## WHAT YOU ARE ASKED TO DO
Each record below needs to be set down again exactly.

[Natural language region descriptions]
##############################

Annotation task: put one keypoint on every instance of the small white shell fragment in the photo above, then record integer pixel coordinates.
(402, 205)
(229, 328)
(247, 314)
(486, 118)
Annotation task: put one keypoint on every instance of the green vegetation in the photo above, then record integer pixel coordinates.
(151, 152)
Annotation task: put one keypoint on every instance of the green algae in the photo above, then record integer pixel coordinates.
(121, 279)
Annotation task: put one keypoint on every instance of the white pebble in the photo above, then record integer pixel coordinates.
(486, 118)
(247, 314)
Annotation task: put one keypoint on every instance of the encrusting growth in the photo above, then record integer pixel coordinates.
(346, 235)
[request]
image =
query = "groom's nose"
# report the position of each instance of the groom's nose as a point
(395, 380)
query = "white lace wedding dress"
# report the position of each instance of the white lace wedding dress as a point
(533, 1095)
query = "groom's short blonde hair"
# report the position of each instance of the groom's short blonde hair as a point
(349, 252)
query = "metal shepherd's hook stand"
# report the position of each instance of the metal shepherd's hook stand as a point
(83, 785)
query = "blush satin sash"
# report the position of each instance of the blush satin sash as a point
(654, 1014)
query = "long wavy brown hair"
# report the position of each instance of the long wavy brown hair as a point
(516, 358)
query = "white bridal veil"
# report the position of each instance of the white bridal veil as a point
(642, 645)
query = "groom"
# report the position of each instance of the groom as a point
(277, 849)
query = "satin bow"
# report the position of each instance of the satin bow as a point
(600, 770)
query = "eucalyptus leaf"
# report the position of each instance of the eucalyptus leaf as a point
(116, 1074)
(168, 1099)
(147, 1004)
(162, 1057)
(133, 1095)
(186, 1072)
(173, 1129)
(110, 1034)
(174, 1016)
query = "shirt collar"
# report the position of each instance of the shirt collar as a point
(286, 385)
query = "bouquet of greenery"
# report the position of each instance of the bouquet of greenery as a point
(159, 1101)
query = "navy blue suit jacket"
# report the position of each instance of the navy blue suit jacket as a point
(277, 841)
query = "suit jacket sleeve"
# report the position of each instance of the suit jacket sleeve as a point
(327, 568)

##############################

## WORKED SOLUTION
Annotation task: put one keypoint on every instance of the small white shell fragment in the photo above, then record integer pixel coordinates.
(402, 205)
(229, 328)
(247, 314)
(486, 118)
Annotation task: put one keypoint on every instance of the green vegetation in the photo above, then record integer pixel coordinates.
(151, 152)
Annotation task: put one keypoint on every instance of the green algae in the photo above, then record integer pixel coordinates.
(121, 279)
Annotation task: put one keypoint on every instance of the white pebble in the photo above, then record integer pixel coordinates.
(486, 118)
(247, 314)
Annotation task: put one keypoint on every instance of the encrusting growth in the photo above, then record integer pixel coordinates.
(346, 235)
[request]
image =
query = "groom's nose"
# report the position of each instance of the groom's nose as a point
(395, 380)
query = "white lace wedding dress"
# report the position of each instance of the white lace wedding dress as a point
(533, 1095)
query = "groom's short blonde hair"
# report the position of each instance of the groom's short blonde hair as a point
(349, 252)
query = "metal shepherd's hook stand"
# report the position of each instance of the metal shepherd's hook stand as a point
(83, 785)
query = "blush satin sash"
# report the position of each instance of the blush satin sash as a point
(654, 1014)
query = "long wavy brown hair"
# report the position of each instance of the long wavy brown hair as a point
(516, 358)
query = "white bridal veil"
# report the position of each instance of the white bridal veil as a point
(642, 645)
query = "groom"
# report the position of each instance of the groom as a point
(277, 849)
query = "satin bow"
# report the position of each instance of the satin bow as a point
(600, 770)
query = "eucalyptus leaf"
# report the position of each instance of the eucalyptus leaf as a point
(116, 1074)
(168, 1099)
(147, 1004)
(162, 1057)
(133, 1095)
(186, 1072)
(173, 1129)
(110, 1034)
(174, 1016)
query = "shirt collar"
# report the position of each instance of the shirt collar as a point
(286, 385)
query = "bouquet of greenery"
# report the position of each instance of the bouquet of greenery as a point
(159, 1101)
query = "navy blue suit jacket"
# report the position of each instance of the navy blue suit jacket as a point
(277, 841)
query = "suit jacket sleeve"
# report the position of each instance of the suit jacket sleeve as a point
(327, 568)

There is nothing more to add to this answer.